▸ **Objectives**:
1) According to the GMapsExtractor documentation, what is the default port for the internal API server?
2) Quote the GMapsExtractor documentation word for word, beginning at the words that include "with GMapsExtractor() as" and stopping after "in the background.".

Python Library (Recommended)

The GMapsExtractor class is the main entry point for library usage. It automatically starts the internal API server in the background — no separate server process needed.

from gmaps_extractor import GMapsExtractor

with GMapsExtractor(proxy="http://user:pass@host:port") as extractor:
    result = extractor.collect("New York, USA", "lawyers", enrich=True)
    print(f"Found {len(result)} businesses")
    for biz in result:
        print(biz["name"], biz["address"])

See the Python Library API section below for full details.

Command Line

# Start the API server (required for CLI usage)
gmaps-server
# Or: python run_server.py

# Basic collection
gmaps-collect "New York, USA" "lawyers"

# Enhanced collector (V2) with reviews
gmaps-collect-v2 "Paris, France" "restaurants" --enrich --reviews -l 50

See the CLI Reference section below for all available flags.

Python Library API

GMapsExtractor

The GMapsExtractor class manages server lifecycle and configuration. Use it as a context manager for clean startup and shutdown.

from gmaps_extractor import GMapsExtractor

# Proxy via constructor argument
with GMapsExtractor(proxy="http://user:pass@host:port") as extractor:
    result = extractor.collect("New York, USA", "lawyers", enrich=True)

# Proxy via environment variables (GMAPS_PROXY_HOST, GMAPS_PROXY_USER, GMAPS_PROXY_PASS)
with GMapsExtractor() as extractor:
    result = extractor.collect("London, UK", "dentists", subdivide=True)

Constructor Parameters

Parameter Type Default Description
proxy str None Proxy URL (e.g., "http://user:pass@host:port"). Falls back to GMAPS_PROXY_* env vars.
cookies dict None Explicit cookie override. If None, cookies are handled automatically.
workers int 20 Default number of parallel search workers.
server_port int 8000 Port for the internal API server.
auto_start_server bool True Whether to auto-start the API server in the background.
verbose bool True Whether to print progress output.

collect() — V1 Collector

result = extractor.collect(
    "New York, USA",          # area (required)
    "lawyers",                # category (required)
    enrich=True,              # fetch place details (hours, phone, website)
    reviews=True,             # fetch reviews
    reviews_limit=20,         # max reviews per business
    workers=30,               # parallel search workers
    subdivide=True,           # use subdivision mode
    buffer_km=5.0,            # boundary filter buffer in km
    output_file="out.json",   # save JSON to file (None = auto-generate)

▸ **Extracted information**:
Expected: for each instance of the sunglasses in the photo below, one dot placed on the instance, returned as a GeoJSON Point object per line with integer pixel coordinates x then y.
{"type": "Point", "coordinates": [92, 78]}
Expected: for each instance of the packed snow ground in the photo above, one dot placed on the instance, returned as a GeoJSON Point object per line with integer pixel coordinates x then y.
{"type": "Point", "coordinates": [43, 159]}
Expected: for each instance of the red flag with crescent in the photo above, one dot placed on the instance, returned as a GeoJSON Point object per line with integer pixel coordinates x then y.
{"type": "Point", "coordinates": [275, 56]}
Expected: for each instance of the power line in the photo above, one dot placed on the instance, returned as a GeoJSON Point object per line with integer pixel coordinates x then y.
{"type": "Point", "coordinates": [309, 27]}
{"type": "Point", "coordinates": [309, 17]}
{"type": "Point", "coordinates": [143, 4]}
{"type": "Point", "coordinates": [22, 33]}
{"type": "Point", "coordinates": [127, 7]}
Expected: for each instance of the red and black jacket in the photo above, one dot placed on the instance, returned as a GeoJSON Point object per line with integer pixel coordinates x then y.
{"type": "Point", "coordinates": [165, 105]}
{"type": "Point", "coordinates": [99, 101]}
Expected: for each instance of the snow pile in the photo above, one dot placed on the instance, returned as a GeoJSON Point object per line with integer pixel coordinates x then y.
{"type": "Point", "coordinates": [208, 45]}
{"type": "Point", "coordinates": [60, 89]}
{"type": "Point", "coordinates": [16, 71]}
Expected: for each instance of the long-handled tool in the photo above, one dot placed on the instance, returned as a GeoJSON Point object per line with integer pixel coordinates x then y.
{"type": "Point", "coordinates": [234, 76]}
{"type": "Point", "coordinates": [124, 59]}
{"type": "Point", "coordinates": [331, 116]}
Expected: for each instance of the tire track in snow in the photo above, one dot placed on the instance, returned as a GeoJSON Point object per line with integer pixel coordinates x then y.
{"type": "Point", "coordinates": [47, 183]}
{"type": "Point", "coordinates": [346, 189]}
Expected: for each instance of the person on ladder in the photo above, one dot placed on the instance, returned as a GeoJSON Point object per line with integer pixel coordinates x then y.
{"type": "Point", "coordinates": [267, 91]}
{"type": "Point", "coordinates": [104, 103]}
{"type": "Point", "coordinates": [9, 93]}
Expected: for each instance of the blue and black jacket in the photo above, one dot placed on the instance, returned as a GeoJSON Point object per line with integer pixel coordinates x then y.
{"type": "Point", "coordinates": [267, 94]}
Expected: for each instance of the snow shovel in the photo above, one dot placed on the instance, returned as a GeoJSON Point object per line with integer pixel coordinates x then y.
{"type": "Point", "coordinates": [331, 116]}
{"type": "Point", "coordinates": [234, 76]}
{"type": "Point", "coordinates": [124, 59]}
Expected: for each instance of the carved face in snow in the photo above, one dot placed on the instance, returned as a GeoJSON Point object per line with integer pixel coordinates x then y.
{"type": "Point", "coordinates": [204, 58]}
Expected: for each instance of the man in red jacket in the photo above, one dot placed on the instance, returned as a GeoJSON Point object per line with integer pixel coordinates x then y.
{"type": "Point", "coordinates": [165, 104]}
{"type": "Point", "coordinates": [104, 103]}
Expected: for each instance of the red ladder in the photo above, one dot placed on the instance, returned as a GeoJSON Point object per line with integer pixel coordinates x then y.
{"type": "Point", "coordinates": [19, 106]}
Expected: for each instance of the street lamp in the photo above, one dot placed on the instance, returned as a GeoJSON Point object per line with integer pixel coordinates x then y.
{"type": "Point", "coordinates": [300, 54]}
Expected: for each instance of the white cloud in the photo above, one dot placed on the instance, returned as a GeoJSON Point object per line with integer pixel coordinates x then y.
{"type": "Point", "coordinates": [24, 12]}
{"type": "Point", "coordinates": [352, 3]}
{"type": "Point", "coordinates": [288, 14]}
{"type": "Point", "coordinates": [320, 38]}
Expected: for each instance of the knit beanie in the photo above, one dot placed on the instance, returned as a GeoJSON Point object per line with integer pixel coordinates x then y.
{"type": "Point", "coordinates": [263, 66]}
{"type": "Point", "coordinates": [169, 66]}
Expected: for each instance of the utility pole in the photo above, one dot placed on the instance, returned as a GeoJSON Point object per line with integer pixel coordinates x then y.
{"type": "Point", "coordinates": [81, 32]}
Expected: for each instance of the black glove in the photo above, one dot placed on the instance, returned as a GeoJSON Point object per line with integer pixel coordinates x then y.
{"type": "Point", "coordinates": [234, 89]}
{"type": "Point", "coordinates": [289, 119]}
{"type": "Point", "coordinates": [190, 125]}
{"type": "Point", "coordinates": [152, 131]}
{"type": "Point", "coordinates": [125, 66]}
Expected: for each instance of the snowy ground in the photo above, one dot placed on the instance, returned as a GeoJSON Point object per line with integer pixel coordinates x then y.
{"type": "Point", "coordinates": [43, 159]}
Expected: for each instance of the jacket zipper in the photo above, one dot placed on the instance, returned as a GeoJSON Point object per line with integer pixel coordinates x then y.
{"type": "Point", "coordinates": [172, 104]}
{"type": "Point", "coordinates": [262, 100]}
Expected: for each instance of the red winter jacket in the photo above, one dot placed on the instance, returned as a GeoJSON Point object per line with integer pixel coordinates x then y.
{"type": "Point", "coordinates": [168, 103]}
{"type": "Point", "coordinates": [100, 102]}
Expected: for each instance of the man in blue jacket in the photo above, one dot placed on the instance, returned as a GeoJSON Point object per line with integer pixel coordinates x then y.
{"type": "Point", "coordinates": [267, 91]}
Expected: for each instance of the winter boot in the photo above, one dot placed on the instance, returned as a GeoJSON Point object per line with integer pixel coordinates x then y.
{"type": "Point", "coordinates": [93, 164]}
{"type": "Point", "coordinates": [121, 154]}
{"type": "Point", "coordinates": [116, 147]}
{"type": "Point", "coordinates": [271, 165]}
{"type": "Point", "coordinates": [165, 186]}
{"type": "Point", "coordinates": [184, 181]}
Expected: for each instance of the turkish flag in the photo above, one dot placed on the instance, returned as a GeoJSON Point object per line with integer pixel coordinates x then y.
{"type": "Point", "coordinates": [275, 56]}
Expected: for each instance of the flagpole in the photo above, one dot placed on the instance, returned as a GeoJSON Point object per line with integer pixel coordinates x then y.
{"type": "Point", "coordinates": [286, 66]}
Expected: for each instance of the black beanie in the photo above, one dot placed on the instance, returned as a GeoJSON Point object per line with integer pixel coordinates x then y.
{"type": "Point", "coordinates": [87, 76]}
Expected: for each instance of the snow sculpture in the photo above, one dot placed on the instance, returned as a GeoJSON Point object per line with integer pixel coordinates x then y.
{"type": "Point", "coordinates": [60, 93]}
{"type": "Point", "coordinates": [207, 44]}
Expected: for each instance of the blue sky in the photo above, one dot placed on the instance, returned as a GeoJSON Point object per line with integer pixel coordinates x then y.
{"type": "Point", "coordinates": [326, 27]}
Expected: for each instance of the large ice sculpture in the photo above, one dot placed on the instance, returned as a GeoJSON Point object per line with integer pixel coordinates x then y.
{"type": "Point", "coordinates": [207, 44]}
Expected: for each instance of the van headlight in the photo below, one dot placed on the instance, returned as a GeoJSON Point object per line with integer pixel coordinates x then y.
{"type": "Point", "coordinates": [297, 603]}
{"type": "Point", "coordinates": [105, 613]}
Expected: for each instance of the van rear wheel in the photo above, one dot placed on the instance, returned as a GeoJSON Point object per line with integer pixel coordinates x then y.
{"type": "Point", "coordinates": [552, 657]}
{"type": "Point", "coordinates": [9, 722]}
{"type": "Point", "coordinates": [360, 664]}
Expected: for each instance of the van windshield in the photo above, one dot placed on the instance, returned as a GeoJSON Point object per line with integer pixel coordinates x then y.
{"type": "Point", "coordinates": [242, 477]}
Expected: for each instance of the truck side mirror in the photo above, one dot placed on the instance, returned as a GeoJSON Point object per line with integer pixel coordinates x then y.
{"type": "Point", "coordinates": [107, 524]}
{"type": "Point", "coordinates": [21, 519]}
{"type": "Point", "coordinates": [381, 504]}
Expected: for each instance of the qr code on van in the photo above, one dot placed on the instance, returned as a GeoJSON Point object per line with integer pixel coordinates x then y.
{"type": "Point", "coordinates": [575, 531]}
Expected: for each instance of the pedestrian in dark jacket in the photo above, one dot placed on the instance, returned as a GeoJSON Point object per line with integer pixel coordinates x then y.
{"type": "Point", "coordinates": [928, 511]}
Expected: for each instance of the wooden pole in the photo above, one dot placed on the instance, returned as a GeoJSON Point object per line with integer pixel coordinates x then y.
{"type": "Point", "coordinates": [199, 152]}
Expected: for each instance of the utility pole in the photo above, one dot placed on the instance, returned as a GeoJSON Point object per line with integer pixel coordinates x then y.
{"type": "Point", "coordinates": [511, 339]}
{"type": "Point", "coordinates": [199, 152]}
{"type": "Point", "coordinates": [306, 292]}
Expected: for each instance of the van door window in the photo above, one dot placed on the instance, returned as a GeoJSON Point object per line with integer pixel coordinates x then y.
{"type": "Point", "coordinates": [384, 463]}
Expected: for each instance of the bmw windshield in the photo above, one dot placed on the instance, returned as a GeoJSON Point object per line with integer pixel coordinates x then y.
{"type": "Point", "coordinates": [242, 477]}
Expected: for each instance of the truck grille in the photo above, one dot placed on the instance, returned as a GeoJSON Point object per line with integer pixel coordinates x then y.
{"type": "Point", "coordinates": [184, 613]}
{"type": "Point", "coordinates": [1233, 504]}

▸ **Complete answers**:
1) 8000

2)
with GMapsExtractor() as extractor:
    result = extractor.collect("London, UK", "dentists", subdivide=True)

Constructor Parameters

Parameter Type Default Description
proxy str None Proxy URL (e.g., "http://user:pass@host:port"). Falls back to GMAPS_PROXY_* env vars.
cookies dict None Explicit cookie override. If None, cookies are handled automatically.
workers int 20 Default number of parallel search workers.
server_port int 8000 Port for the internal API server.
auto_start_server bool True Whether to auto-start the API server in the background.